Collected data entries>
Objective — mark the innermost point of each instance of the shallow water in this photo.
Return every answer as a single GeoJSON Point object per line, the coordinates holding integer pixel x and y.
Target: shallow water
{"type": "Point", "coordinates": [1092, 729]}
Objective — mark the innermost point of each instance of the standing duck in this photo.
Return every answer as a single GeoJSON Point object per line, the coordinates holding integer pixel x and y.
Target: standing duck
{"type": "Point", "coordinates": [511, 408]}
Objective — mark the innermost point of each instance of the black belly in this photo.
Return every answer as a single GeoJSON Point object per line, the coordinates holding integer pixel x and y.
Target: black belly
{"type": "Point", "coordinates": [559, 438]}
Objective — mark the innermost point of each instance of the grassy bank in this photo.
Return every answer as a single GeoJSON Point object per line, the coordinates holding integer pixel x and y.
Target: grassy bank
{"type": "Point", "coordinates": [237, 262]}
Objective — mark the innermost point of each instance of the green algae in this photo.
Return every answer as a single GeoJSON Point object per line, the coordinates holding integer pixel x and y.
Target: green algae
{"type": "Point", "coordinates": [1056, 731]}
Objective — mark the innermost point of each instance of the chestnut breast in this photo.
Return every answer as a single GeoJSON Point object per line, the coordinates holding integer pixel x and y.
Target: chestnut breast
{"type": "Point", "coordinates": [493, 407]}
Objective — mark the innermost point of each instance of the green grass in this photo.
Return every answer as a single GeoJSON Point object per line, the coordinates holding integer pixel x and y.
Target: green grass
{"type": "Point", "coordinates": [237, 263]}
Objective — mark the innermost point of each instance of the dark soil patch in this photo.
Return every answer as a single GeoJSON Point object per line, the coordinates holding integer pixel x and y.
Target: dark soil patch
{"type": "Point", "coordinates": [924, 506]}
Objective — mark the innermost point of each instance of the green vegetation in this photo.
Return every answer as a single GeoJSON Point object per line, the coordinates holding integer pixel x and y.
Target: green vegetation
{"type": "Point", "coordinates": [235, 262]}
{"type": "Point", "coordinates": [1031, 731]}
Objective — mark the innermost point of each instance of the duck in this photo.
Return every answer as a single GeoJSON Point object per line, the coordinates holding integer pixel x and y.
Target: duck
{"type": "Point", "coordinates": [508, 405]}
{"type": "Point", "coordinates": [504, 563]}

TASK REQUIREMENTS> Copy all of the data. Keep every word exactly as it is.

REPLY>
Objective — mark the innermost point of each instance of the shallow water in this photo.
Return every answer as a single GeoJSON Point object per line, the coordinates holding integer pixel x and y.
Target: shallow water
{"type": "Point", "coordinates": [1092, 729]}
Objective — mark the innermost point of each instance of the standing duck in this photo.
Return every answer as a single GeoJSON Point object per line, the coordinates holding integer pixel x and y.
Target: standing duck
{"type": "Point", "coordinates": [511, 408]}
Objective — mark the innermost point of each instance of the black belly in this photo.
Return every answer as a single GeoJSON Point object per line, the coordinates holding integer pixel x and y.
Target: black belly
{"type": "Point", "coordinates": [559, 438]}
Objective — mark the innermost point of each instance of the grassy bank in this photo.
Return every answer as a single GeoJSON Point object per line, the coordinates holding integer pixel x and y.
Target: grassy bank
{"type": "Point", "coordinates": [237, 262]}
Objective — mark the innermost point of each instance of the green algae in this photo.
Return every answer as a single GeoJSON Point object per line, the coordinates holding integer pixel x and y.
Target: green algae
{"type": "Point", "coordinates": [1056, 731]}
Objective — mark the innermost point of each instance of the chestnut breast in this photo.
Return every answer as a single GeoJSON Point object per line, the coordinates holding integer pixel x and y.
Target: chestnut breast
{"type": "Point", "coordinates": [493, 407]}
Objective — mark the innermost point of each instance of the green grass in this photo.
Return every answer as a single GeoJSON Point object per line, the coordinates holding integer pixel x and y.
Target: green grass
{"type": "Point", "coordinates": [237, 263]}
Objective — mark the innermost point of each instance of the dark soil patch in this photo.
Return every answer as a single GeoJSON Point object per line, the coordinates holding integer pixel x and y.
Target: dark soil patch
{"type": "Point", "coordinates": [924, 506]}
Objective — mark the innermost point of each instance of the green vegetation in this photo.
Return every answer as a single GeoJSON Point object per line, the coordinates holding integer pixel x and y.
Target: green vegetation
{"type": "Point", "coordinates": [235, 262]}
{"type": "Point", "coordinates": [1031, 731]}
Objective — mark the innermost point of each instance of the duck in this photo.
Return every answer as a single GeoJSON Point object per line, the coordinates holding integer pixel x and y.
Target: duck
{"type": "Point", "coordinates": [508, 405]}
{"type": "Point", "coordinates": [504, 563]}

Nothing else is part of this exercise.